**EXTRACT PROVIDED:**
————
Movies don’t always have to have an axe-wielding murderer or angry supernatural entity to make it scary. There are also movies that aren’t designed to be scary, but still make people uncomfortable for various reason. Whether it’s the boat scene from Willy Wonka or the creepy stop motion of The Polar Express, some films have unexpectedly scary elements. Here’s a list of scary films that don’t fall under the genre of horror. Do any of them give you the creeps? Take a look to find out!
Pee-Wee’s Big Adventure – 1985
A 1985 American comedy film, Pee-Wee’s Big Adventure, is an American comedy film directed by Tim Burton that can be seen by many as a comedy film, but slightly disturbing to many others.
Inherently, the film is meant is to be a comedy for children, but when you look at it as an adult, it can easily be seen as scary. Very few people find a grown man in a bowtie with a strange voice funny, which is why he definitely makes the list.
The Golden Child – 1986
The Golden Child, released in 1986, is a dark comedy fantasy film directed by Michael Ritchie. The film stars Eddie Murphy as Chandler Jarrell, who is notified that he’s the “Chosen One” who has been selected to save “The Golden Child,” who would save all of humankind.
The movie came on the heel of Trading Places, and featured a villain who turns himself into a giant demon bat. His henchmen are also uncomfortably disfigured. Anyone child who saw this movie in theaters probably left a little scarred.
Georgia Rule – 2007
Directed by Garry Marshall and written by Mark Andrus, Georgia Rule is a comedy-drama starring Jane Fonda, Felicity Huffman, and Lindsay Lohan. Although the cast was noted for their performances, the film was overall unsuccessful.
The film shocked audiences for false advertising. Sold as a feel-good film about women bonding, audiences were actually given a film about living through traumatic experiences more often discussed in dark thrillers or horror films.
————
**PROBLEM SET:**
[1] According to the article on non-horror films that unsettle viewers, who directed The Golden Child?
[2] Please reproduce the part of the article on non-horror films that unsettle viewers, starting with "The Golden Child –" and going on through "was overall unsuccessful.".

**DATA LISTING:**
————
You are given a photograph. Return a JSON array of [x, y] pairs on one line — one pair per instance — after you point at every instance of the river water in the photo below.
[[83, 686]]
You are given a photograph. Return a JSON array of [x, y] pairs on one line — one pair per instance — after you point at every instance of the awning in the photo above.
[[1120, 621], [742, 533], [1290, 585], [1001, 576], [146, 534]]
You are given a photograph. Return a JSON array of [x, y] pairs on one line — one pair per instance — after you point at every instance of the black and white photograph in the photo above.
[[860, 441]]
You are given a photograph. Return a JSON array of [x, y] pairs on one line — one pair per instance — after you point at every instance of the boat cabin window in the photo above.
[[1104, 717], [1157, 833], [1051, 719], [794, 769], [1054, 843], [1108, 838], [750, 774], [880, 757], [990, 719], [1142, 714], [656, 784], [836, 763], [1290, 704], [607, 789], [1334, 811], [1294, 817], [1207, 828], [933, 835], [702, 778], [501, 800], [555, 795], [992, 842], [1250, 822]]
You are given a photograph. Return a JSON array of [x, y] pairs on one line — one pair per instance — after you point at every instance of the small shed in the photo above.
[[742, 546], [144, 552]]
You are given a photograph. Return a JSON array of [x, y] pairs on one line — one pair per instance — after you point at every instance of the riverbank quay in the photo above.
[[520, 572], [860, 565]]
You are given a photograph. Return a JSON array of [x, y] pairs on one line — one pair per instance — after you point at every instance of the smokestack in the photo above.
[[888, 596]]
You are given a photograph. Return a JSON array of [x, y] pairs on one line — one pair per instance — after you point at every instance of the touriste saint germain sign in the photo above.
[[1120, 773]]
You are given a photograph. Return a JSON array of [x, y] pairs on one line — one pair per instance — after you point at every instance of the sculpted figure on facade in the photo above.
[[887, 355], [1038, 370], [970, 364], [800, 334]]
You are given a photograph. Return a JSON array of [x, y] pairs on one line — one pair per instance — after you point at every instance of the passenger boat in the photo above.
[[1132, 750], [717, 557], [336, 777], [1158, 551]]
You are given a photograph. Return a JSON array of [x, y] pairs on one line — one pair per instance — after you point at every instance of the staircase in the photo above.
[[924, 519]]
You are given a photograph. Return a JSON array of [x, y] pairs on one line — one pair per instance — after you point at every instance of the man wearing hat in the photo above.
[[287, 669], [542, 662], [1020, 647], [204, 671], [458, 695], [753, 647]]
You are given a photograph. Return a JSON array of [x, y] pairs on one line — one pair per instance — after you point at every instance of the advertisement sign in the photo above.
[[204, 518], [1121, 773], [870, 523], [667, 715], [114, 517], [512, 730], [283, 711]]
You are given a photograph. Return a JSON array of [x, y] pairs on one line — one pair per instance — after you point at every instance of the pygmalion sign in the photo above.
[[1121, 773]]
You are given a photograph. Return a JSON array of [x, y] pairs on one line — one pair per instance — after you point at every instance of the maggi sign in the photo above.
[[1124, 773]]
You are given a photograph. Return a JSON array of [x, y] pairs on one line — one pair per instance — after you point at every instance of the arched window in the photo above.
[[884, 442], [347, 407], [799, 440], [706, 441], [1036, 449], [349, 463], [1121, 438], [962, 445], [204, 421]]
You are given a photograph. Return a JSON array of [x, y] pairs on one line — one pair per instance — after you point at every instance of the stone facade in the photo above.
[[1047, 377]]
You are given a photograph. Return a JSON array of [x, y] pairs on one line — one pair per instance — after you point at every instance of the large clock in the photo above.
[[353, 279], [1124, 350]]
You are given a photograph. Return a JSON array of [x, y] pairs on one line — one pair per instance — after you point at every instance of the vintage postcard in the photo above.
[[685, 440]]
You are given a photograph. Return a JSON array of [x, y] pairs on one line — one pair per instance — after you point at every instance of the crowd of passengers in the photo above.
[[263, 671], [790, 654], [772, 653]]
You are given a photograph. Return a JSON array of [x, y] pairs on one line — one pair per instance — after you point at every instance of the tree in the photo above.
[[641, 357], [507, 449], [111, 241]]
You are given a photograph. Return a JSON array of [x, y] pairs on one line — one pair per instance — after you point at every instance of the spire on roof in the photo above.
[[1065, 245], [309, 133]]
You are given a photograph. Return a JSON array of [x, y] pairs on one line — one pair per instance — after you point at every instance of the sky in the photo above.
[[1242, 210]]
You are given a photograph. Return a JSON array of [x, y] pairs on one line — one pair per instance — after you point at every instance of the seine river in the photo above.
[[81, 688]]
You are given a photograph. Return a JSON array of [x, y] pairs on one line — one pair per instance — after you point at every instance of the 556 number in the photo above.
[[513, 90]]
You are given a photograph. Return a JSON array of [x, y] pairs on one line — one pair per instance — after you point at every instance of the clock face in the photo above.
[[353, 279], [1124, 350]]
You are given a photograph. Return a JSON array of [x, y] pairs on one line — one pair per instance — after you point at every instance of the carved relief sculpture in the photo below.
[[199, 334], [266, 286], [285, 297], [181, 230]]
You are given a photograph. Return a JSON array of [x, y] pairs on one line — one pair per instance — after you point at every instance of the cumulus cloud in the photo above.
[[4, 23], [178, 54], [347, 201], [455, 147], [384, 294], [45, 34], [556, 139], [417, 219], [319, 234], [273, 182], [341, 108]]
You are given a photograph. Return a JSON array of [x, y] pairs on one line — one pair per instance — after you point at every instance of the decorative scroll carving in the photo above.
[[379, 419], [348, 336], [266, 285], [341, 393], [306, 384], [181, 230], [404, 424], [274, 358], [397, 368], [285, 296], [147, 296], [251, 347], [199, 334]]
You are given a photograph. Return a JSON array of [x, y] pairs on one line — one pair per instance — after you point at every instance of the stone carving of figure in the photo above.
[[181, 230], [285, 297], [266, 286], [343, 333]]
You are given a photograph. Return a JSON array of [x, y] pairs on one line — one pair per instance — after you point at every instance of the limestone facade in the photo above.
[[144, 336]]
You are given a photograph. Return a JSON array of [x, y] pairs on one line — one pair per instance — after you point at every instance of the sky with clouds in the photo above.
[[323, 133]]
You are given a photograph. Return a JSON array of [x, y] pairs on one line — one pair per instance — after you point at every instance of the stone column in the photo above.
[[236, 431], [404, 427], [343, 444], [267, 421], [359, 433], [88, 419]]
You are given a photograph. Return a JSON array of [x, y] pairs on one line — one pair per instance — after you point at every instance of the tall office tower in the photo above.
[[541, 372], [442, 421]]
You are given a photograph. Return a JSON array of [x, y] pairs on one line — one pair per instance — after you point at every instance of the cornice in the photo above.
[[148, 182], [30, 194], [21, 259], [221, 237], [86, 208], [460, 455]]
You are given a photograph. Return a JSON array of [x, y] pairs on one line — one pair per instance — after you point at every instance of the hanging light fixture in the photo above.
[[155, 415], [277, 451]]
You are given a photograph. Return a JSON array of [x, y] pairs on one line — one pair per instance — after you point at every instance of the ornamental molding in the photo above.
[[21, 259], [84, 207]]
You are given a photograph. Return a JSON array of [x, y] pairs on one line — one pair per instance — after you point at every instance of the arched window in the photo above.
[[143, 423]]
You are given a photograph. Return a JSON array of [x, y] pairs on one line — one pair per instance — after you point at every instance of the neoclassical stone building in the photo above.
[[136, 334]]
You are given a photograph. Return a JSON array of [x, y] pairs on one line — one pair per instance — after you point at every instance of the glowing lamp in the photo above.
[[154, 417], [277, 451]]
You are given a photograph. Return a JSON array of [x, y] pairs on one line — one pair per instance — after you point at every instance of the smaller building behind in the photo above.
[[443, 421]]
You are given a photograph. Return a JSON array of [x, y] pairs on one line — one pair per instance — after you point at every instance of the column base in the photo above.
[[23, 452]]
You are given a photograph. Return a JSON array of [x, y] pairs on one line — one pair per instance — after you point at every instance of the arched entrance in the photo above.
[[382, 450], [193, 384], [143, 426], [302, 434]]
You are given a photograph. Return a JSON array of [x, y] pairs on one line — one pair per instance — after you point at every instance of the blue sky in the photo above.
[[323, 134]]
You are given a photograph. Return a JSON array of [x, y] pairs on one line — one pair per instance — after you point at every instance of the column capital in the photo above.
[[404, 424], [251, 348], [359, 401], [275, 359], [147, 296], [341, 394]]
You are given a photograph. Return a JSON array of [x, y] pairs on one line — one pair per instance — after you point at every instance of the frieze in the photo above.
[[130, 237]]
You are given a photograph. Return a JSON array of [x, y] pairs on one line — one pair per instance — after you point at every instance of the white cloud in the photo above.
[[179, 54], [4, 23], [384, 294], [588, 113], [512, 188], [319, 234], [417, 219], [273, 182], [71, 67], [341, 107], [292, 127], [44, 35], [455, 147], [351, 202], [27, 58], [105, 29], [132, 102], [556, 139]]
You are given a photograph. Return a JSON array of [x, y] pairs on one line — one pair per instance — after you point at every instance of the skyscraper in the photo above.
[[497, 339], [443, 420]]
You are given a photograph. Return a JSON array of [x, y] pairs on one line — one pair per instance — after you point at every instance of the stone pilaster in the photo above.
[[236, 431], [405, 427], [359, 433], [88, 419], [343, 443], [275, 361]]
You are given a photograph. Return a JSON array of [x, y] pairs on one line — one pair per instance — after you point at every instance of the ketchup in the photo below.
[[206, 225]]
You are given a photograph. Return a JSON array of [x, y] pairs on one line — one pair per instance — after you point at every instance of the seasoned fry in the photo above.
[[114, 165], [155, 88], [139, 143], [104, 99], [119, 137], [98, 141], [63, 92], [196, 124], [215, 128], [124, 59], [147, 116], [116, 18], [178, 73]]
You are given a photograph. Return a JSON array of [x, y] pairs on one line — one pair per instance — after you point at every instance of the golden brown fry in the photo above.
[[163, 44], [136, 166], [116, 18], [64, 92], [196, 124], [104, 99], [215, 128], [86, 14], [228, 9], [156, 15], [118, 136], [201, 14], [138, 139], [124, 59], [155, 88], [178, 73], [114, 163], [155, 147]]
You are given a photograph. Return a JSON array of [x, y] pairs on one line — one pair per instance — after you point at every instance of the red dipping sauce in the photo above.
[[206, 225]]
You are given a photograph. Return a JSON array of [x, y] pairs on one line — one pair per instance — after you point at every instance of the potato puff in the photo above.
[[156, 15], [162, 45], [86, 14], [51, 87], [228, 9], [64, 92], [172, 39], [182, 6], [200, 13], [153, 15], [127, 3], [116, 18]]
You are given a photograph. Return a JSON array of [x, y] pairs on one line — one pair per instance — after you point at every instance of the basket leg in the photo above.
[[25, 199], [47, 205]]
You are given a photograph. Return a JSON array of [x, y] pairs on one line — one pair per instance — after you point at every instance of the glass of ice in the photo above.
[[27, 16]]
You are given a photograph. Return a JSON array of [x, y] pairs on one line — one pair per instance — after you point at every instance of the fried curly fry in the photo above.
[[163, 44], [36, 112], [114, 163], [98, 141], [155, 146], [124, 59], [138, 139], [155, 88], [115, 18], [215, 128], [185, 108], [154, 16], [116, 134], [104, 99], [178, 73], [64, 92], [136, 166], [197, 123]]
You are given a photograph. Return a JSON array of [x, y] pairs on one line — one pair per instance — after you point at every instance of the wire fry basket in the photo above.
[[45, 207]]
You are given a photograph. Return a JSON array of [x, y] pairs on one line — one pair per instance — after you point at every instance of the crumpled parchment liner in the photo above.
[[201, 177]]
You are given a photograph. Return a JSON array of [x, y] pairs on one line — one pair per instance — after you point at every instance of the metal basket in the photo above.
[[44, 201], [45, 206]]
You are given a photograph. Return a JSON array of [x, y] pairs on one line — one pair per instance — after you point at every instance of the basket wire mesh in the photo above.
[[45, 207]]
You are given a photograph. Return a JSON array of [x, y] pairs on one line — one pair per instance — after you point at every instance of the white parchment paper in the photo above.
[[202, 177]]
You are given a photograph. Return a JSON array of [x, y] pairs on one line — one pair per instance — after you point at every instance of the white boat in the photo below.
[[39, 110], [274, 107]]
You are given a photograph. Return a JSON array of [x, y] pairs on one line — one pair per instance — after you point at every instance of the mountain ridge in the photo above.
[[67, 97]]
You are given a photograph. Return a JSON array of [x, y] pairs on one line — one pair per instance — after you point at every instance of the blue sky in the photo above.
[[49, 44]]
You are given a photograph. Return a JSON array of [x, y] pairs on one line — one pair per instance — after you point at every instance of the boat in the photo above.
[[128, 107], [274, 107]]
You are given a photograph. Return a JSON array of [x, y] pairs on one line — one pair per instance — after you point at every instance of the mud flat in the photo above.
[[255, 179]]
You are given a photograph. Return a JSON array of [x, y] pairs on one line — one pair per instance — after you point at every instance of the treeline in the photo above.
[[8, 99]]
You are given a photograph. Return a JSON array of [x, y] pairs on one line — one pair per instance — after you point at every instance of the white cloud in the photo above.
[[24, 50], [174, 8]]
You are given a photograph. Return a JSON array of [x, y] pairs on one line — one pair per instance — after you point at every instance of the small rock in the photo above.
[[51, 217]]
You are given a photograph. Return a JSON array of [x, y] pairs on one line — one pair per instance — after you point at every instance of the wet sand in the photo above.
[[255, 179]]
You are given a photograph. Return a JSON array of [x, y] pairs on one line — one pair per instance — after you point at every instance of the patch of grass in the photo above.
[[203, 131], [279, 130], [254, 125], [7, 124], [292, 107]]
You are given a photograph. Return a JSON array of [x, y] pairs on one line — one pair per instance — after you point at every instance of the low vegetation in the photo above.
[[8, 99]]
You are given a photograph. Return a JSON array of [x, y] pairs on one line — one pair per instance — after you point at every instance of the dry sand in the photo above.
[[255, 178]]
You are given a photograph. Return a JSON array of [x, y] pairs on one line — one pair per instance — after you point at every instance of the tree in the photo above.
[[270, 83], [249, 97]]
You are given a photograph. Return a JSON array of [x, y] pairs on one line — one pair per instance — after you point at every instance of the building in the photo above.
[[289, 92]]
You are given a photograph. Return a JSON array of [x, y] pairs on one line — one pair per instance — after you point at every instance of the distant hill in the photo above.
————
**TASK RESULTS:**
[1] Michael Ritchie directed The Golden Child.

[2]
The Golden Child – 1986
The Golden Child, released in 1986, is a dark comedy fantasy film directed by Michael Ritchie. The film stars Eddie Murphy as Chandler Jarrell, who is notified that he’s the “Chosen One” who has been selected to save “The Golden Child,” who would save all of humankind.
The movie came on the heel of Trading Places, and featured a villain who turns himself into a giant demon bat. His henchmen are also uncomfortably disfigured. Anyone child who saw this movie in theaters probably left a little scarred.
Georgia Rule – 2007
Directed by Garry Marshall and written by Mark Andrus, Georgia Rule is a comedy-drama starring Jane Fonda, Felicity Huffman, and Lindsay Lohan. Although the cast was noted for their performances, the film was overall unsuccessful.